## Task instructions:
Everything from the line with "seal on flag." to the end of the data should be restated word for word, and nothing before it.

## Input rows:
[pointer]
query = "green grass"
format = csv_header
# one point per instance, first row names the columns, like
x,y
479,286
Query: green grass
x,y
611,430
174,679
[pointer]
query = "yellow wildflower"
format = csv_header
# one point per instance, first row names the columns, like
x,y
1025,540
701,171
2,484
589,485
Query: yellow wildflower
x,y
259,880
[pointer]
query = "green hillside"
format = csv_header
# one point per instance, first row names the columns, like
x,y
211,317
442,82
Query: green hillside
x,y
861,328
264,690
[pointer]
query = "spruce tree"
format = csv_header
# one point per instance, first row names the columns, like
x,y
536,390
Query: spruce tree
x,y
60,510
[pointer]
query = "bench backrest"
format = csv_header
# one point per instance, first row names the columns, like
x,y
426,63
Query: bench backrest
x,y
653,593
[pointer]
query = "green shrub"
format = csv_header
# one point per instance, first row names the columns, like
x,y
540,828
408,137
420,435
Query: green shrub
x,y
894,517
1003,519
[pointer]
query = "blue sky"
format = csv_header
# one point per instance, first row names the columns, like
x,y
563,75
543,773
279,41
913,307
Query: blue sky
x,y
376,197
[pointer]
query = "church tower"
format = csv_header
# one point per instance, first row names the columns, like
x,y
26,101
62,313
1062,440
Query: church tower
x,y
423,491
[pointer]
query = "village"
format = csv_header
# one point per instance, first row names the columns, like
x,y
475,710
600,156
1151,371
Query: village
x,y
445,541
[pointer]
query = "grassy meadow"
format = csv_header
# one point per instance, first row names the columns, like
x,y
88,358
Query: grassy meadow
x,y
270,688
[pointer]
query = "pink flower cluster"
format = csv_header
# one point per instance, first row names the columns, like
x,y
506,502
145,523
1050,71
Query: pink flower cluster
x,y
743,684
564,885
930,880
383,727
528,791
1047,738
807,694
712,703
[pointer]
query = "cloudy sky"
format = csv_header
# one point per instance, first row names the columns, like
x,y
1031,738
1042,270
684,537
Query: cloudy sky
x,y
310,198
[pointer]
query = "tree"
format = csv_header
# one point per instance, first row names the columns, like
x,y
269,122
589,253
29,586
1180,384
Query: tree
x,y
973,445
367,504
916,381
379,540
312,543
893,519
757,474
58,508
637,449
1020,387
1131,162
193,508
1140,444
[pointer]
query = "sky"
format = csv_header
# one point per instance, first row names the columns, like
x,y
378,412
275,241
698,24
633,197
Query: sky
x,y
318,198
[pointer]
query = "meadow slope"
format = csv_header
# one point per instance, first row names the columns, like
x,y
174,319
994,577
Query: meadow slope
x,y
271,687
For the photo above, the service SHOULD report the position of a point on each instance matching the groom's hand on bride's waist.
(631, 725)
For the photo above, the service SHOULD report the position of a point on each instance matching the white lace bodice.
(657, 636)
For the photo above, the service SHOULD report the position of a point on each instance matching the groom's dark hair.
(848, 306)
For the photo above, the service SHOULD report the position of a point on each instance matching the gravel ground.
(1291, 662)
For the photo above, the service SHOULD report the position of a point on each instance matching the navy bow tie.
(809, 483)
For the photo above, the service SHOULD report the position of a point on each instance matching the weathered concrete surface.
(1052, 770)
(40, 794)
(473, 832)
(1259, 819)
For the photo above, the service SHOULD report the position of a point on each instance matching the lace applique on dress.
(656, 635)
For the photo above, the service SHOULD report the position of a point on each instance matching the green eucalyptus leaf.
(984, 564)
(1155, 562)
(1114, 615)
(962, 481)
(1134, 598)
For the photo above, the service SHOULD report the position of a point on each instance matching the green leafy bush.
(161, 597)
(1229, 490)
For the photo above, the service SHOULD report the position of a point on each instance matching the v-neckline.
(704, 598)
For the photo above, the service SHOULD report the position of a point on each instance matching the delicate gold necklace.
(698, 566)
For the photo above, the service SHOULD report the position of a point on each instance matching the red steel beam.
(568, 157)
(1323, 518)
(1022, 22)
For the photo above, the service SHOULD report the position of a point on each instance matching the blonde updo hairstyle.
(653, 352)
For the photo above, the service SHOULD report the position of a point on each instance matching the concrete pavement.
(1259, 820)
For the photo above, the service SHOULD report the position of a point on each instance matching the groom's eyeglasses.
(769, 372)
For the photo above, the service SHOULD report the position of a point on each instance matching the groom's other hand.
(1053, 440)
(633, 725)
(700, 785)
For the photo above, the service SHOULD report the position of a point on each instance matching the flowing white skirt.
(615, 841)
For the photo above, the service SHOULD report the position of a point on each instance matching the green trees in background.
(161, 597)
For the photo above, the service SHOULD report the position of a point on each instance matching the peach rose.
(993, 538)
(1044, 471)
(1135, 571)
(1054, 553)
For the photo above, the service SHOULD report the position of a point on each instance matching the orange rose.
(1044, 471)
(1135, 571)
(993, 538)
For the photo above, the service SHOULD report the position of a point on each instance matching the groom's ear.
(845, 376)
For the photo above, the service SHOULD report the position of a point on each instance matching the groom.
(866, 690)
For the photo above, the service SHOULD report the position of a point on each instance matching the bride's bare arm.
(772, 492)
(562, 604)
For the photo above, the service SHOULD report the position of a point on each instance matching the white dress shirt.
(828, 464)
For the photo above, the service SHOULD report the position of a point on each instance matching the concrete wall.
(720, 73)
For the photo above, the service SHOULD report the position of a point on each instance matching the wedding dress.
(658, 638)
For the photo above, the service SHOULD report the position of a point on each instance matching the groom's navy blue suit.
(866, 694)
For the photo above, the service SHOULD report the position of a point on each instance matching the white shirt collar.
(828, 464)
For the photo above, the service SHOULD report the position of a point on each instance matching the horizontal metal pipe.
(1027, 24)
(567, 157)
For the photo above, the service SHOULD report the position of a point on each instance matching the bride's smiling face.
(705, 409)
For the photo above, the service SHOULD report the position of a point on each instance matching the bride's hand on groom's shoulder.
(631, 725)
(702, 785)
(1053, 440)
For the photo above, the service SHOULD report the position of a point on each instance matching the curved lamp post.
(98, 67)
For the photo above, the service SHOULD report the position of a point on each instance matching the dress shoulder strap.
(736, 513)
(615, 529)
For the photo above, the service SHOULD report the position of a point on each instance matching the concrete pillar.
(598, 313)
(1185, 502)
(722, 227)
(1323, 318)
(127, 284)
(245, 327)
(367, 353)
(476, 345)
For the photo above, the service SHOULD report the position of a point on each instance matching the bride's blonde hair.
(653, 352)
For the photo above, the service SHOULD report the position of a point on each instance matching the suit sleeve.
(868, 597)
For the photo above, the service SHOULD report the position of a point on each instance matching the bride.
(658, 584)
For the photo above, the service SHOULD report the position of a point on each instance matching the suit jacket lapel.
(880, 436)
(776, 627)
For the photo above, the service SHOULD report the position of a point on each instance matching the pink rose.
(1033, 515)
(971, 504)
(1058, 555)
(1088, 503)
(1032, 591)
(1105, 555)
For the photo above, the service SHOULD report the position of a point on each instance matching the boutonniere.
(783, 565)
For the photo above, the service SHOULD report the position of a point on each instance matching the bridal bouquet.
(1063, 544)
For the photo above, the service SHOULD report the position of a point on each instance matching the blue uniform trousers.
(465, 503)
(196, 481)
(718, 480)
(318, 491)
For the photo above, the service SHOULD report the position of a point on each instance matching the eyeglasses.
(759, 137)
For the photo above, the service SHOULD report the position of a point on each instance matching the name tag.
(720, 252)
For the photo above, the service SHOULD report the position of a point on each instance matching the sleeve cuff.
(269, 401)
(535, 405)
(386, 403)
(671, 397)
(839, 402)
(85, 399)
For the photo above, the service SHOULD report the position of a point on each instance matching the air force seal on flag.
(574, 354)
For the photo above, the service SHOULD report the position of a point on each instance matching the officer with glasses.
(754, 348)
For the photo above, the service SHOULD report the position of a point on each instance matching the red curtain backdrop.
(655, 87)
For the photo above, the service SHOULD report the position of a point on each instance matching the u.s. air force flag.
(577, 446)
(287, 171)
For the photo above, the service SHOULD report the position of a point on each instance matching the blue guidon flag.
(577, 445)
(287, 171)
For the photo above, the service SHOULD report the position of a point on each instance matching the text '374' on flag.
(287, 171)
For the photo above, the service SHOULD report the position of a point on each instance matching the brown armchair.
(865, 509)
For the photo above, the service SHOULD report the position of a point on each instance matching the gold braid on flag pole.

## Response to the task:
For the photo above, the service SHOULD report the position of a point on each instance matching the air force seal on flag.
(574, 354)
For the photo above, the service SHOULD report the position of a point on each instance matching the officer with glasses.
(754, 348)
For the photo above, the service SHOULD report the position of a point on each instance matching the red curtain backdrop.
(655, 87)
For the photo above, the service SHOULD report the position of a point on each instance matching the u.s. air force flag.
(577, 446)
(287, 171)
For the photo above, the service SHOULD report the position of a point on each instance matching the blue guidon flag.
(577, 445)
(287, 171)
For the photo above, the service SHOULD report the position of a point on each instance matching the text '374' on flag.
(287, 171)
For the photo above, the service SHOULD report the position of a point on each instance matching the brown armchair.
(865, 509)
For the photo above, the service SHOULD report the position of a point on each instance matching the gold braid on flag pole.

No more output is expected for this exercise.